**Set exercise:** Reproduce all of the lines below verbatim, leaving out the pictures.

**Listing:**
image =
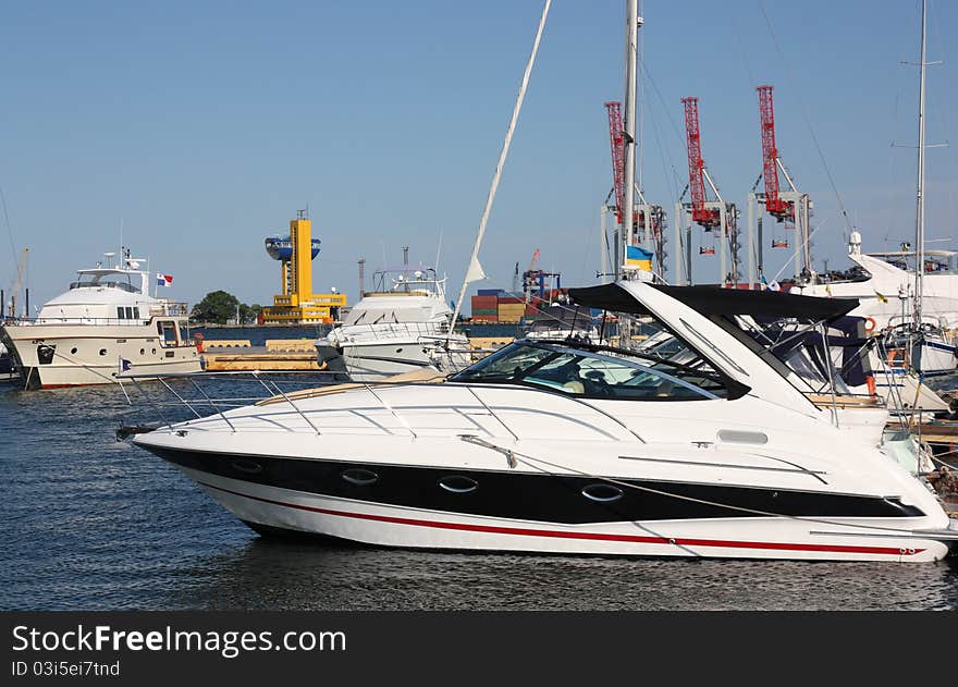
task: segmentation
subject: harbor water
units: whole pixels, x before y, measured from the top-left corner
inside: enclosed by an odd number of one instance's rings
[[[157,387],[130,390],[131,405],[118,387],[0,385],[0,609],[958,610],[956,556],[636,560],[261,539],[173,467],[116,441],[119,426],[157,419]]]

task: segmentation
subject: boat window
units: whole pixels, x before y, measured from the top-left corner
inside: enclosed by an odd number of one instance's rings
[[[516,383],[598,398],[701,401],[728,396],[723,379],[704,366],[589,344],[516,342],[451,380]]]
[[[176,323],[173,321],[157,322],[157,331],[160,333],[160,343],[164,347],[176,345]]]
[[[71,282],[70,289],[119,289],[127,293],[139,293],[130,274],[81,274],[79,280]]]

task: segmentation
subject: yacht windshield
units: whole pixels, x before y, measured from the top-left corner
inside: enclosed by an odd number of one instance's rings
[[[81,274],[78,281],[71,282],[70,289],[119,289],[139,293],[128,274]]]
[[[638,352],[518,341],[454,375],[451,381],[541,387],[577,396],[650,401],[728,397],[715,372]]]

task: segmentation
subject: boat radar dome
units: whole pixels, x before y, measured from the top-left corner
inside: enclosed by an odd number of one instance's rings
[[[861,232],[855,230],[848,236],[848,253],[858,255],[861,253]]]

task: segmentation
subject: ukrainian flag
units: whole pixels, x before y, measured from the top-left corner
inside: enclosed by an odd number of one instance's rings
[[[625,266],[639,270],[652,271],[652,252],[641,246],[626,246]]]

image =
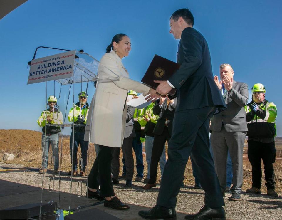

**Task output:**
image =
task: segmentation
subject: harbor water
units: whole pixels, x before y, measured from the top-left corner
inside: enclosed by an odd number of one instance's rings
[[[157,387],[130,390],[131,405],[118,387],[0,385],[0,609],[958,610],[956,556],[636,560],[261,539],[173,467],[116,441],[119,426],[157,419]]]

task: segmentation
subject: boat window
units: whole pixels, x before y, measured from the top-left corner
inside: enclosed by an odd number of one instance's rings
[[[516,383],[598,398],[701,401],[728,396],[723,379],[704,366],[589,344],[516,342],[451,380]]]
[[[176,323],[173,321],[157,322],[157,331],[160,333],[160,343],[164,347],[176,345]]]
[[[71,282],[70,289],[119,289],[127,293],[139,293],[130,274],[81,274],[79,280]]]

task: segmentation
subject: yacht windshield
units: whole pixels, x before y, measured from the top-left corner
inside: enclosed by an odd number of one instance's rings
[[[81,274],[78,281],[71,282],[70,289],[119,289],[139,293],[128,274]]]
[[[638,352],[518,341],[454,375],[451,381],[541,387],[577,396],[650,401],[728,397],[715,372]]]

task: segmentation
subject: boat radar dome
units: whole pixels, x before y, measured from the top-left corner
inside: enclosed by an odd number of one instance's rings
[[[861,232],[855,230],[848,236],[848,253],[858,255],[861,253]]]

task: segmentation
subject: ukrainian flag
units: whole pixels, x before y, measured from the top-left corner
inside: enclosed by an odd number of one instance's rings
[[[625,266],[639,270],[652,271],[652,252],[641,246],[626,246]]]

image =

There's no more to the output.